[Dataset entries]
■ ■ ■

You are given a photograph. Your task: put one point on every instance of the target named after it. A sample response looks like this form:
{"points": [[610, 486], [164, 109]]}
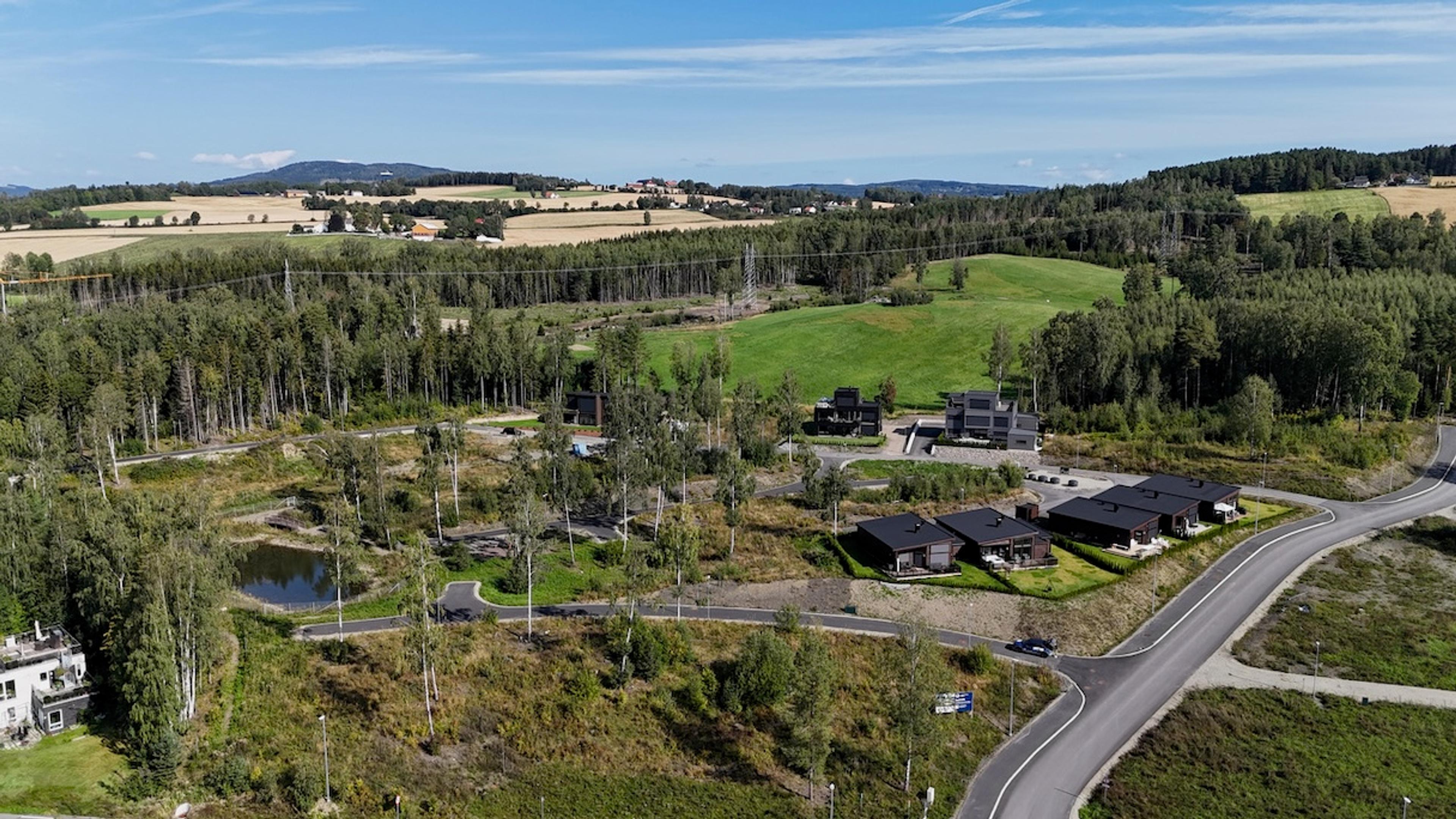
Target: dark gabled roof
{"points": [[1189, 487], [985, 525], [901, 532], [1106, 513], [1152, 500]]}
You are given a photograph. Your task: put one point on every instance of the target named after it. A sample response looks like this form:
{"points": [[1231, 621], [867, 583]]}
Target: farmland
{"points": [[1320, 203], [1231, 754], [590, 225], [931, 349], [1410, 199]]}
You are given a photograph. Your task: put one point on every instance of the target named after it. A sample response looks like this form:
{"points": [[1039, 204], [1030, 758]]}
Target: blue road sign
{"points": [[956, 703]]}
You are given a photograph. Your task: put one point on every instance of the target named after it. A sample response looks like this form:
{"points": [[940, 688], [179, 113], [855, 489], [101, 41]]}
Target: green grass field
{"points": [[929, 349], [164, 245], [1235, 754], [107, 215], [513, 195], [63, 774], [1320, 203]]}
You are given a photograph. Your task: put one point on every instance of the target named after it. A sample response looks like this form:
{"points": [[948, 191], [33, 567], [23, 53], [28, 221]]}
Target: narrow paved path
{"points": [[1222, 671]]}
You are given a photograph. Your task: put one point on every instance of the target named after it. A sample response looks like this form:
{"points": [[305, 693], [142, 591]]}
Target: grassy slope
{"points": [[62, 774], [646, 751], [929, 349], [1384, 613], [1320, 203], [1234, 754]]}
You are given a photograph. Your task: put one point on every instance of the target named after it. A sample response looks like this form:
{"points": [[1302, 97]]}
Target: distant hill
{"points": [[928, 187], [321, 173]]}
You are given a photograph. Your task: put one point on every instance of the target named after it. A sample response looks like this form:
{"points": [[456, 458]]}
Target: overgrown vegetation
{"points": [[705, 720], [1229, 754], [1382, 611]]}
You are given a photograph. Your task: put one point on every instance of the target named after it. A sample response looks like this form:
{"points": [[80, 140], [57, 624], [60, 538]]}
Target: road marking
{"points": [[1045, 744]]}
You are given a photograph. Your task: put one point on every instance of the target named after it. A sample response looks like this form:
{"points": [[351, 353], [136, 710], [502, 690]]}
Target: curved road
{"points": [[1042, 772], [1045, 769]]}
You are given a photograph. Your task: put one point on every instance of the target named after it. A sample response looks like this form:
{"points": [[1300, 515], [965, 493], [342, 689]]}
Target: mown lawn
{"points": [[63, 774], [1231, 754], [1321, 203], [1071, 575], [929, 349], [1382, 611]]}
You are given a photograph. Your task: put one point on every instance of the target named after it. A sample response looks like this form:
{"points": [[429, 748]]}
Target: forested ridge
{"points": [[1311, 169], [1308, 318]]}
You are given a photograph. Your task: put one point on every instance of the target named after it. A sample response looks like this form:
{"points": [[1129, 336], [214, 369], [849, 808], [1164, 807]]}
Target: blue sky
{"points": [[1020, 91]]}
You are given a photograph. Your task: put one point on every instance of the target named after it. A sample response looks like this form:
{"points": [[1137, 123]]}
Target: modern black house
{"points": [[1216, 502], [1177, 513], [982, 414], [909, 544], [1106, 524], [998, 540], [586, 409], [846, 414]]}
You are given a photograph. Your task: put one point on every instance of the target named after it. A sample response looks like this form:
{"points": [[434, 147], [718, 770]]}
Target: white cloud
{"points": [[261, 161], [985, 11], [1125, 67], [348, 57]]}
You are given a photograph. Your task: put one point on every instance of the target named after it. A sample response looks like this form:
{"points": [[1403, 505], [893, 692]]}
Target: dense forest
{"points": [[1311, 169], [1310, 318]]}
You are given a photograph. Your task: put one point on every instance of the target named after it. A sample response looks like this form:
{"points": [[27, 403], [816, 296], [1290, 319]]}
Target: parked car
{"points": [[1034, 646]]}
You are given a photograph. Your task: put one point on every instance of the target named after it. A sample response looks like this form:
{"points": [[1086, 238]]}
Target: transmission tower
{"points": [[750, 276]]}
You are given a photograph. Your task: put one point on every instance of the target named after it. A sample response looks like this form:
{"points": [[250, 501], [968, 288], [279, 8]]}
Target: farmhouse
{"points": [[1177, 515], [1107, 524], [846, 414], [909, 544], [586, 409], [996, 540], [982, 414], [1216, 502], [43, 681]]}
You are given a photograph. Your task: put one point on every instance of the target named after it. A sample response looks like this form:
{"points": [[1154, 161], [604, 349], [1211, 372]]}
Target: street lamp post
{"points": [[1314, 684], [324, 723]]}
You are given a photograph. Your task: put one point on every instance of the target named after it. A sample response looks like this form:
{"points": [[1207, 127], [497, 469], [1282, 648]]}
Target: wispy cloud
{"points": [[985, 11], [348, 57], [238, 8], [260, 161], [954, 72]]}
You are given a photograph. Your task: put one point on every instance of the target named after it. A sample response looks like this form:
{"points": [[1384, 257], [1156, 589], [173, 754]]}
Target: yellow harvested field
{"points": [[586, 226], [1410, 199], [62, 248]]}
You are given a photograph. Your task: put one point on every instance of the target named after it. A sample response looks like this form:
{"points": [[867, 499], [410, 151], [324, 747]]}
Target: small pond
{"points": [[279, 575]]}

■ ■ ■

— Assigned task —
When you copy the records above, keep every word exact and leave out the pictures they contain.

— Response area —
You are given a photograph. Your task: put one point on every instance of the target named after it. A sample response looks like this form:
{"points": [[610, 486], [164, 109]]}
Target: dark gabled roof
{"points": [[1189, 487], [985, 525], [901, 532], [1106, 513], [1152, 500]]}
You are given a photograph. Your task: put one point on every instance of the target named after it. A sample response looks like this form:
{"points": [[1231, 621], [867, 583]]}
Target: farmland
{"points": [[1320, 203], [1231, 754], [590, 225], [931, 349], [1410, 199]]}
You are given a photograph. Your task: put one point on every instance of the target named after it. A sample response looks like this form:
{"points": [[1039, 204], [1030, 758]]}
Target: blue road sign
{"points": [[956, 703]]}
You are given a photograph. Your task: put one point on every instance of the target named after it. A sample response looks like this form:
{"points": [[940, 688], [179, 113], [855, 489], [101, 41]]}
Target: green grass field
{"points": [[929, 349], [164, 245], [1235, 754], [107, 215], [513, 195], [63, 774], [1320, 203]]}
You are given a photograph. Your task: put one point on every instance of the target named after it. A sample response looks like this form:
{"points": [[948, 191], [33, 567], [23, 53], [28, 221]]}
Target: narrow paved path
{"points": [[1222, 671]]}
You are given a photograph. Your task: put one point on every instance of the target named after it. A sample response looks like this form:
{"points": [[305, 693], [142, 591]]}
Target: grassy slope
{"points": [[62, 774], [646, 751], [929, 349], [1384, 613], [1320, 203], [1234, 754]]}
You are given a photograph. Your task: put one point on every instance of the target named after it. A sample response looks like this form:
{"points": [[1302, 97]]}
Target: distant hill
{"points": [[928, 187], [321, 173]]}
You are given a photograph. Your task: put one point on every instance of the target named after it. A sample response looks like this form:
{"points": [[456, 458]]}
Target: overgrown vegetation
{"points": [[705, 720], [1229, 754], [1382, 611]]}
You are given a photograph. Your task: put one point on every instance of the target named after it. A sample response looks like this form:
{"points": [[80, 140], [57, 624], [60, 538]]}
Target: road marking
{"points": [[1045, 744]]}
You are given a photograph. Your task: put one point on every instance of the target named after it. A sample response looks like this form:
{"points": [[351, 353], [136, 710], [502, 690]]}
Target: curved road
{"points": [[1042, 772], [1045, 769]]}
You are given a photograph. Your task: put one point on every instance of the target named after it. A sample response looks like this form:
{"points": [[1300, 515], [965, 493], [342, 689]]}
Target: mown lawn
{"points": [[63, 774], [1231, 754], [1321, 203], [1071, 575], [929, 349], [1382, 611]]}
You are given a photograph. Your task: put one point on every instance of the target named after it. A sample response looks like this form:
{"points": [[429, 748]]}
Target: forested ridge
{"points": [[1311, 169], [1308, 318]]}
You are given a photograph. Your task: put one point on every instance of the target named after it. A sample response looks like this form:
{"points": [[1129, 336], [214, 369], [849, 808], [1164, 807]]}
Target: blue sky
{"points": [[1020, 91]]}
You are given a photograph. Your task: put one point on every instance of the target named after it. A sample response looks like this form:
{"points": [[1137, 123]]}
Target: modern black house
{"points": [[1216, 502], [1177, 513], [982, 414], [909, 544], [1106, 524], [998, 540], [586, 409], [846, 414]]}
You are given a photograph. Your task: put one point on every instance of the target named after it. A sample response looks like this form:
{"points": [[434, 147], [718, 770]]}
Target: white cloud
{"points": [[261, 161], [985, 11], [1125, 67], [348, 57]]}
You are given a photograph. Your task: put one point on every instance of the target named after it. A sample response looks like this form:
{"points": [[1403, 505], [893, 692]]}
Target: dense forest
{"points": [[1311, 169], [1310, 318]]}
You are given a photograph. Your task: put one point on every instance of the target named after it. A sample response looks like this form:
{"points": [[27, 403], [816, 296], [1290, 319]]}
Target: parked car
{"points": [[1034, 646]]}
You are given a photograph. Your task: put one point on every instance of the target named after it. A sample response looks like this form:
{"points": [[1086, 238]]}
Target: transmission tower
{"points": [[750, 276]]}
You are given a photograph. Your task: put one point on every instance of the target named after it. A sample response looks like this form:
{"points": [[250, 501], [968, 288], [279, 8]]}
Target: farmhouse
{"points": [[1177, 515], [1107, 524], [846, 414], [909, 544], [586, 409], [996, 540], [982, 414], [1216, 502], [43, 681]]}
You are given a photograph. Your task: put one point on every instance of the target named after it. A sample response looks like this form:
{"points": [[1154, 161], [604, 349], [1211, 372]]}
Target: street lamp post
{"points": [[1314, 684], [324, 723]]}
You are given a photograph. Your task: put one point on every instance of the target named after it. A sample response looks like this form:
{"points": [[1207, 127], [497, 469], [1282, 648]]}
Target: wispy cloud
{"points": [[985, 11], [348, 57], [238, 8], [260, 161], [954, 72]]}
You are given a photograph. Your task: put one point on every instance of the target named after it. A sample response looks like this form:
{"points": [[1384, 257], [1156, 589], [173, 754]]}
Target: yellow harvested field
{"points": [[586, 226], [1410, 199], [62, 248]]}
You are given a photograph. Your task: put one point on every instance of the target named after it. A sample response looks like this form:
{"points": [[867, 499], [410, 151], [324, 747]]}
Target: small pond
{"points": [[279, 575]]}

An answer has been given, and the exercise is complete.